### STATED TASK
List every line in the entries below that contains the word "railing", and copy each of those lines in full. Case counts when matching.
********
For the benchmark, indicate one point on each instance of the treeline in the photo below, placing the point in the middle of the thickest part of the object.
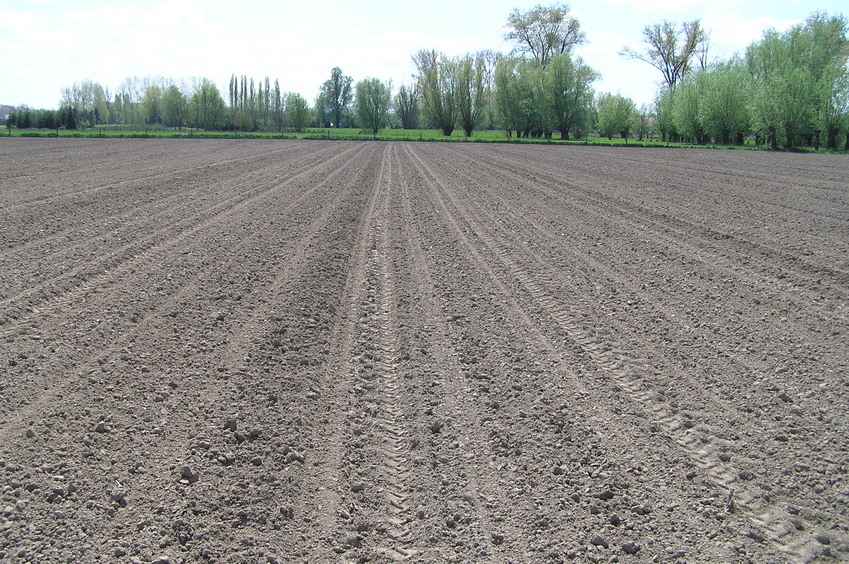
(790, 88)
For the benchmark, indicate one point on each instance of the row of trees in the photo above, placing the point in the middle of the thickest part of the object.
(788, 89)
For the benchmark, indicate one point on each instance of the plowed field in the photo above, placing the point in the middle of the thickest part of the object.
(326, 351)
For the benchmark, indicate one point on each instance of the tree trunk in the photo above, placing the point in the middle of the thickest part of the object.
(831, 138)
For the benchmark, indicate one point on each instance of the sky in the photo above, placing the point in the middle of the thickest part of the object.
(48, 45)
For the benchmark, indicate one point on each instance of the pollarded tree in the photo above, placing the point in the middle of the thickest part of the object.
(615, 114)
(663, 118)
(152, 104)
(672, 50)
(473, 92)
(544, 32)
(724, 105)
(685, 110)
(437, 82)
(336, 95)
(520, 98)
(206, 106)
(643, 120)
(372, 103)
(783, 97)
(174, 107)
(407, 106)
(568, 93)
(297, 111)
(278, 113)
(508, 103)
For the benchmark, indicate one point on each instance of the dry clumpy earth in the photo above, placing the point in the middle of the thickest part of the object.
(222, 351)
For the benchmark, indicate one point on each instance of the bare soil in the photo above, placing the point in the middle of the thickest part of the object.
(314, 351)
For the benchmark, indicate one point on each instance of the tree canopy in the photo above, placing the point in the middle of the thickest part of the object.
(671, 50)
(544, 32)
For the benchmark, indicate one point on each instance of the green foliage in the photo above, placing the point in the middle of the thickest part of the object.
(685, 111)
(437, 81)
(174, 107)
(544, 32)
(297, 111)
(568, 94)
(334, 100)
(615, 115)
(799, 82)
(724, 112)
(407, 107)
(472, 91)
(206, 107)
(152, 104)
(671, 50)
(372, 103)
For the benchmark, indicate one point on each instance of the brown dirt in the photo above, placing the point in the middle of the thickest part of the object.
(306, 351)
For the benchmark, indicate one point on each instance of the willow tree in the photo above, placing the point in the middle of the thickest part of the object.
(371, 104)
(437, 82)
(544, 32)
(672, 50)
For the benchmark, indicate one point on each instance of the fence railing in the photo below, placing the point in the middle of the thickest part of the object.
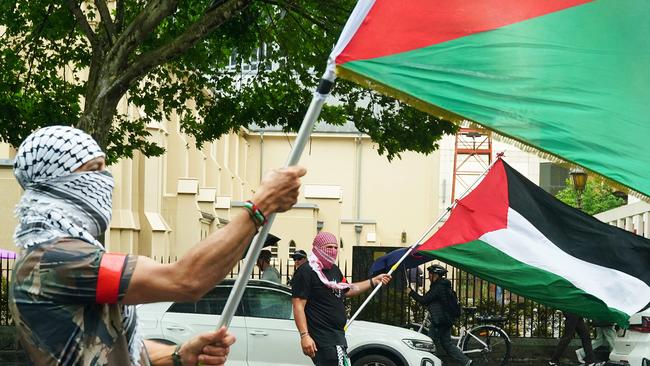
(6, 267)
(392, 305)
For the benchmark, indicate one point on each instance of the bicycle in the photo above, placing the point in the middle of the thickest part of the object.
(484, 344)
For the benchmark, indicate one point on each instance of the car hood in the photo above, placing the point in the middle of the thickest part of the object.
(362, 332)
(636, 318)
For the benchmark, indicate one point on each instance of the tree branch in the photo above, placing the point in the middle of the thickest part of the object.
********
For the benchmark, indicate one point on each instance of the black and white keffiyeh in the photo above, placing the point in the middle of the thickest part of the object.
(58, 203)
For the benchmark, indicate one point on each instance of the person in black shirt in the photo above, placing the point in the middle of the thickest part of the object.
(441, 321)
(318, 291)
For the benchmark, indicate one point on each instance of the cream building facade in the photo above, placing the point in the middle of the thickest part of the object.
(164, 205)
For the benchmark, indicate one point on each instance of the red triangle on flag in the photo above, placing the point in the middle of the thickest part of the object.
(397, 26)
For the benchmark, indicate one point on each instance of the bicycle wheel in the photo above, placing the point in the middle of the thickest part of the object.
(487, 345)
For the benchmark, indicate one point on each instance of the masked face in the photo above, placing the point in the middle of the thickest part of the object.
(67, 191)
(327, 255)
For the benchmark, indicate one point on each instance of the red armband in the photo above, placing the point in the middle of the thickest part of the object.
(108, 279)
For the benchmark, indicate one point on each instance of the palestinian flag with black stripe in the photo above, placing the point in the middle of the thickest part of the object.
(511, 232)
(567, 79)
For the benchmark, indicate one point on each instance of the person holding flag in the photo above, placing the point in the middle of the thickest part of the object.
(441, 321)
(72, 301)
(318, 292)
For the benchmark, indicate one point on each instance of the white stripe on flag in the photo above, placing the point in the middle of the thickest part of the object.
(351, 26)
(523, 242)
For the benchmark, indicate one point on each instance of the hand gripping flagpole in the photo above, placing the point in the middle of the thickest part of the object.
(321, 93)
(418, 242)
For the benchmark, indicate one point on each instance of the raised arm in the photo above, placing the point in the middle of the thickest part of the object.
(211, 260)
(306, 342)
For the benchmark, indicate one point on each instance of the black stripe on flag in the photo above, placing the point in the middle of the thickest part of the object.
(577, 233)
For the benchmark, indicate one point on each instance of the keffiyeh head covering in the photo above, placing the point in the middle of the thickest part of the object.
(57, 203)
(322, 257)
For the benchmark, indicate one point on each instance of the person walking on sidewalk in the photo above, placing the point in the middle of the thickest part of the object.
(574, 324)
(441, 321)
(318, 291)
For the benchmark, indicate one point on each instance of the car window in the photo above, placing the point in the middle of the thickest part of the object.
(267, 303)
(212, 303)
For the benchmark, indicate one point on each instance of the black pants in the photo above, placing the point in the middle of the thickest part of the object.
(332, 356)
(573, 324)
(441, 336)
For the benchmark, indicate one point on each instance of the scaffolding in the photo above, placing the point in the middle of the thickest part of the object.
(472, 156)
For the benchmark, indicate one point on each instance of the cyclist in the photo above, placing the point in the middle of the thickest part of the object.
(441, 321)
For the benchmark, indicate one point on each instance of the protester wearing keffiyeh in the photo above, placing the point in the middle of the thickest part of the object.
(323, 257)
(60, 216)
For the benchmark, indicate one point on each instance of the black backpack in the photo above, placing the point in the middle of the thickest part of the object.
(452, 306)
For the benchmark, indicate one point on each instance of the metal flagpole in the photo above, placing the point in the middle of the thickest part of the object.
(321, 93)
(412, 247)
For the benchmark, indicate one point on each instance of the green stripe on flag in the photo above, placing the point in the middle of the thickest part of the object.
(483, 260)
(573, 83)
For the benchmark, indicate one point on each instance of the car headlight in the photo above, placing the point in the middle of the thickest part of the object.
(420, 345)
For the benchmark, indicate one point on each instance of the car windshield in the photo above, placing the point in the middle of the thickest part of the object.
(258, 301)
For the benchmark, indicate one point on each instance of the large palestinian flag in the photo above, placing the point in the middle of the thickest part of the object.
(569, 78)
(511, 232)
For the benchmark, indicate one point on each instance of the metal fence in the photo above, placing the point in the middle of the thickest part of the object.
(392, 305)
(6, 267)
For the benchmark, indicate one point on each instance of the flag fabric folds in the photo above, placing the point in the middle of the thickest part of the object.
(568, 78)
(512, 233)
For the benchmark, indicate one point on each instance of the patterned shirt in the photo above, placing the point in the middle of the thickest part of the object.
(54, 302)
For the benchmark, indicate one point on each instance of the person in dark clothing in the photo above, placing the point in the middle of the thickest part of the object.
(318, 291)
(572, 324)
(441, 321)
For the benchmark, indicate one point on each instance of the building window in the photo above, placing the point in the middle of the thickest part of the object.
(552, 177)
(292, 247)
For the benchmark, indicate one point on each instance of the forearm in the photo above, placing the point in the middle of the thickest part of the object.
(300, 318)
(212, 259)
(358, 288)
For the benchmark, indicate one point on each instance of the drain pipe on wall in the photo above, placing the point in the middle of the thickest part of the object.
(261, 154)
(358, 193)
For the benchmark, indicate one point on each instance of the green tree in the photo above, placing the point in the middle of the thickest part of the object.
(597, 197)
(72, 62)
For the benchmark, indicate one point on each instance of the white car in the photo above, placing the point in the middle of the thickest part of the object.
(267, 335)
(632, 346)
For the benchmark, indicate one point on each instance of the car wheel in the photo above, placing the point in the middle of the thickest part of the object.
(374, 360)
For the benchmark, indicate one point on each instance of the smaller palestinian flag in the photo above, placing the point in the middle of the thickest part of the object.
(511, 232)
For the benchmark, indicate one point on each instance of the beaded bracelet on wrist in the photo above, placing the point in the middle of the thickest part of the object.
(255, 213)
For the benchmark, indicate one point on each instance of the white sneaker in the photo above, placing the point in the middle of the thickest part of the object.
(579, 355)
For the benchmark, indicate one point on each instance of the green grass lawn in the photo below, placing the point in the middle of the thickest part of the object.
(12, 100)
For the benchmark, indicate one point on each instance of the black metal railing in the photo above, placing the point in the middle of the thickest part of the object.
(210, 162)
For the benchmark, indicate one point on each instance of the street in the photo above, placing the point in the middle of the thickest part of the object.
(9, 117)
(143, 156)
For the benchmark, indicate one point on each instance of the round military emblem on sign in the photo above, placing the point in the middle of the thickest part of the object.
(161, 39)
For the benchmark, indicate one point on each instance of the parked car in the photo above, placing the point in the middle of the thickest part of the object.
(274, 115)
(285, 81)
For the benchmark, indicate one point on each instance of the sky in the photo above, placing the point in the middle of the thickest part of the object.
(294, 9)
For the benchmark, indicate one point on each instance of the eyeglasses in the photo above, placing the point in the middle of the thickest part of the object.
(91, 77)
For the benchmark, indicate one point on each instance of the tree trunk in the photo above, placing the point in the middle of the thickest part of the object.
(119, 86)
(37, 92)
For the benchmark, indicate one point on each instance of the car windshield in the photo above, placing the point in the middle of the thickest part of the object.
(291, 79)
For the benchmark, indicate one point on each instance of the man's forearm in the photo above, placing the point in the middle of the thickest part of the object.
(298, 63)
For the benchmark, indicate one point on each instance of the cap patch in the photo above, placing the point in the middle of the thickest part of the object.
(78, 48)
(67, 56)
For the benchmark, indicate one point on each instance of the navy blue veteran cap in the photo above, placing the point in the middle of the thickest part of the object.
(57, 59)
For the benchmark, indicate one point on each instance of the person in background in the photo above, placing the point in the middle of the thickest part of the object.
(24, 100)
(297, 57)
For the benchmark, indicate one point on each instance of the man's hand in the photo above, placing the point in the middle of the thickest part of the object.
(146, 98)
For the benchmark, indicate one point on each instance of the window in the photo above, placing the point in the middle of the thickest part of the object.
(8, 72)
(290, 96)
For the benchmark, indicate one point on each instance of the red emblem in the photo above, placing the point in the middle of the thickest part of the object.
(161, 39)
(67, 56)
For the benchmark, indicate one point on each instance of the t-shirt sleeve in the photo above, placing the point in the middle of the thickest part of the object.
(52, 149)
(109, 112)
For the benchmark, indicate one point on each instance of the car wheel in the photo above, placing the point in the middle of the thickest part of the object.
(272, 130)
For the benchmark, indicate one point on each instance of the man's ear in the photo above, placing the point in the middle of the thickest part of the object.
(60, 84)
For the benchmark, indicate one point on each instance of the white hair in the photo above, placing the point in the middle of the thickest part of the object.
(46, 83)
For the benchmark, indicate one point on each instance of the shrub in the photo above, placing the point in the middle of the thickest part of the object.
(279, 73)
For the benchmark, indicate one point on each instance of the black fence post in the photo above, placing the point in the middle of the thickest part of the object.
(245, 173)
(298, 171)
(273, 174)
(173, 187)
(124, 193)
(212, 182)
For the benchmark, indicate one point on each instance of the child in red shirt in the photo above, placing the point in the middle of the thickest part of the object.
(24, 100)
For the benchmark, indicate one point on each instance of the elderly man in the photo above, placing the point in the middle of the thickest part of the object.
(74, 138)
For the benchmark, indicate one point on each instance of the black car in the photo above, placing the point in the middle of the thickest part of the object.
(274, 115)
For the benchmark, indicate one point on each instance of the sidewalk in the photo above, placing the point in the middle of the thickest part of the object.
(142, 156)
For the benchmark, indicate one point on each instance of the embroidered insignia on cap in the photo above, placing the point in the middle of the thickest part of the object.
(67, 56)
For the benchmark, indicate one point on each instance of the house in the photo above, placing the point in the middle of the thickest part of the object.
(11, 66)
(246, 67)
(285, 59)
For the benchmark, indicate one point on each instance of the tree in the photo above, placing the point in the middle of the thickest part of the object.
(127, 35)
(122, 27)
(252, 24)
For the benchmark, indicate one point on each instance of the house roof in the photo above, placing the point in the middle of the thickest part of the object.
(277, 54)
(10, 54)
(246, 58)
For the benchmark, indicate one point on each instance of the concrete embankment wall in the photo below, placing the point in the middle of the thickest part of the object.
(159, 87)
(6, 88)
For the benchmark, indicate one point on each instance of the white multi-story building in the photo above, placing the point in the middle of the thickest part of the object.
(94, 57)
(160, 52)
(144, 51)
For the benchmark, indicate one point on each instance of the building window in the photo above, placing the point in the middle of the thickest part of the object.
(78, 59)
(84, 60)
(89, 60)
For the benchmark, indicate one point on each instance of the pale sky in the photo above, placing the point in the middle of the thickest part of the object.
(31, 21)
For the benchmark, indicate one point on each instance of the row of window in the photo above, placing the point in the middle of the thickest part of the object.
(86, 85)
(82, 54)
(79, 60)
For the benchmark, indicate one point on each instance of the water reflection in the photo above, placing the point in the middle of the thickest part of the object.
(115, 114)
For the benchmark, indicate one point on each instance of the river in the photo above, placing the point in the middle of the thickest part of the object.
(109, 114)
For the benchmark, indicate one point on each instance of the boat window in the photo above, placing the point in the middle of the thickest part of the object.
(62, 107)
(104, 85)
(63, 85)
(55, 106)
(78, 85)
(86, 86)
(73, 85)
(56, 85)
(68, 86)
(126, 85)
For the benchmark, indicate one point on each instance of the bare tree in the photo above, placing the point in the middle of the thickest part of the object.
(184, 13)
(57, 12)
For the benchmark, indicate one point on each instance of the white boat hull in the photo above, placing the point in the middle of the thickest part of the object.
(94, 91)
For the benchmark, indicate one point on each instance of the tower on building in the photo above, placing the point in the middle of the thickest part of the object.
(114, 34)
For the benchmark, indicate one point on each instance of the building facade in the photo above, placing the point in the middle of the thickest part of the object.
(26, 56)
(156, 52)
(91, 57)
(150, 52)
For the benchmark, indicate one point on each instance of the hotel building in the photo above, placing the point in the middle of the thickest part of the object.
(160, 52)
********
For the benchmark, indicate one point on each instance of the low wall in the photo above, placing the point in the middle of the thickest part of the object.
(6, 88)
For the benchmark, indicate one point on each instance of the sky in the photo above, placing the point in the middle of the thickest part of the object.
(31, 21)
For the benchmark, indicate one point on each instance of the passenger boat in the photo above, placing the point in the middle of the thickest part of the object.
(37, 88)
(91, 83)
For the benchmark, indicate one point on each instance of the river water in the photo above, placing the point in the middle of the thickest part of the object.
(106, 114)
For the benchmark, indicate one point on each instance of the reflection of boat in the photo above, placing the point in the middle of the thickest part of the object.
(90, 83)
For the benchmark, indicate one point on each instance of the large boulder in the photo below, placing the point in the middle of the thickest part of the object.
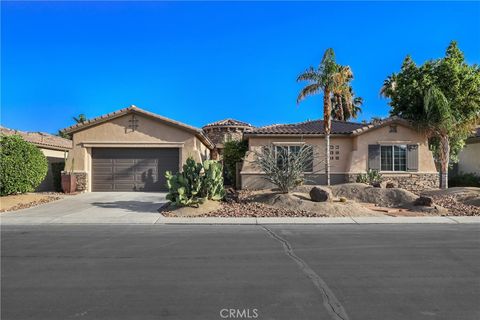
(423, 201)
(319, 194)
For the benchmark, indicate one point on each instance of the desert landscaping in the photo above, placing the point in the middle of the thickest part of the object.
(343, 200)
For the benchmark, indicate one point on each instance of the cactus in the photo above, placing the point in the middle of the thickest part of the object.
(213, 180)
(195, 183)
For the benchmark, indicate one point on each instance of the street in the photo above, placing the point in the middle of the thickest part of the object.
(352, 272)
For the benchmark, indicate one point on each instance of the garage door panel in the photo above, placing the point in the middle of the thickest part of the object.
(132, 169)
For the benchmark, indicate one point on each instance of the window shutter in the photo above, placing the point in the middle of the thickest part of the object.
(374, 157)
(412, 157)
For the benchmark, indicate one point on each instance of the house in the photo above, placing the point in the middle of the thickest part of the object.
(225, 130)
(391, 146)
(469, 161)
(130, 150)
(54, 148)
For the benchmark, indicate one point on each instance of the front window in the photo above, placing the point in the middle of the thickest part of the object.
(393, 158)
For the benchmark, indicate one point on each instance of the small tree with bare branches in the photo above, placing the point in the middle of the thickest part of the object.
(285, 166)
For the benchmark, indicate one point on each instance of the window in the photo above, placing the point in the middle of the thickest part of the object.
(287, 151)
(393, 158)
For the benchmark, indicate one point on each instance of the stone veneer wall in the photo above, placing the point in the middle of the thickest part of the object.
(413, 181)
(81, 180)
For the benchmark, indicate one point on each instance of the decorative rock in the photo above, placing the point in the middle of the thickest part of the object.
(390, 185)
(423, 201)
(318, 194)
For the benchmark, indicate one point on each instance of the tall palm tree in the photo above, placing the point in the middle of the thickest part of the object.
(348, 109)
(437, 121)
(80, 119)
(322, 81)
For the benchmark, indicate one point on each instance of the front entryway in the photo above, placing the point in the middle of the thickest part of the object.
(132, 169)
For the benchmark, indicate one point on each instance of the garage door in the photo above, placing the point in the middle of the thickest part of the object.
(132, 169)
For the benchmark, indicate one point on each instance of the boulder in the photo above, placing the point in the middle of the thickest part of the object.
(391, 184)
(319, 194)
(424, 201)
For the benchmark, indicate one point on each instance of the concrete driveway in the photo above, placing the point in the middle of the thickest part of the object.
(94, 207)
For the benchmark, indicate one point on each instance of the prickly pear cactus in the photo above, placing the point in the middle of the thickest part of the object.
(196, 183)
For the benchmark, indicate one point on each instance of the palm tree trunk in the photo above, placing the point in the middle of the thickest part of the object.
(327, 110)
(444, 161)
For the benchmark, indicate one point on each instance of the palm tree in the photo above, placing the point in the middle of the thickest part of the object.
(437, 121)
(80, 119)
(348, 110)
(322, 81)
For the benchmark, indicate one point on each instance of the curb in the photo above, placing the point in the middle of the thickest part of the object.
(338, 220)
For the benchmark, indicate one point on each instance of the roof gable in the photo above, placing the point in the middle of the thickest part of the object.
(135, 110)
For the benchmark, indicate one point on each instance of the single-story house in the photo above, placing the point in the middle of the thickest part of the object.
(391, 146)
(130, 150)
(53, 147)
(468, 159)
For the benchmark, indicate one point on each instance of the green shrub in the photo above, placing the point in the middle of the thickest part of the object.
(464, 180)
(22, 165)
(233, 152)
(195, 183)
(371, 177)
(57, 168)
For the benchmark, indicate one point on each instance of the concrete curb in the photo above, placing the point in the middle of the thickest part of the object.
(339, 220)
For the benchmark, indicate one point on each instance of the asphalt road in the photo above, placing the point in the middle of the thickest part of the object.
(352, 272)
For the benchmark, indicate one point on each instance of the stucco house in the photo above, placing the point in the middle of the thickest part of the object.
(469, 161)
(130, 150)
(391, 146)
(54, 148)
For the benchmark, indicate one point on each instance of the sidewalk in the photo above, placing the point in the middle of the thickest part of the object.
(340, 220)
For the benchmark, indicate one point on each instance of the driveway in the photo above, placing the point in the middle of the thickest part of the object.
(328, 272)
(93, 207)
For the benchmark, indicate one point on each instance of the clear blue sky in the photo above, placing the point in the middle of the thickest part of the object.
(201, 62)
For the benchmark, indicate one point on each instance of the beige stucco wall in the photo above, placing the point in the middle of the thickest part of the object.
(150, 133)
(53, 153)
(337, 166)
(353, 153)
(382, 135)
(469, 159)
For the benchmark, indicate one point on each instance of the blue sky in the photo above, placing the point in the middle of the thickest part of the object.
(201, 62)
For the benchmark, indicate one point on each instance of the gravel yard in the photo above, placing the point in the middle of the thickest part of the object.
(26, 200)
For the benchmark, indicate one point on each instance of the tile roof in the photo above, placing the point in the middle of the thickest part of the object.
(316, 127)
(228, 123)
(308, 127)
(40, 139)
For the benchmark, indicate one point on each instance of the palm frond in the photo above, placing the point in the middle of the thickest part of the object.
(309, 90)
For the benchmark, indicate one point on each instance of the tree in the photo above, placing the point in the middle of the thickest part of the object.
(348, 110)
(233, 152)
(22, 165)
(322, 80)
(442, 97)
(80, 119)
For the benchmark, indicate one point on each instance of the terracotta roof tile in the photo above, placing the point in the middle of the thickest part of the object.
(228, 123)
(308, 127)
********
### TASK SOLUTION
For the benchmark, indicate one point on each instance of the fence railing in the photo below, placing the point in the middle of the thickest part of the object.
For the benchmark, indicate one point on each instance of the black metal railing in the photo above, placing the point in the middle of the thickest part of the object.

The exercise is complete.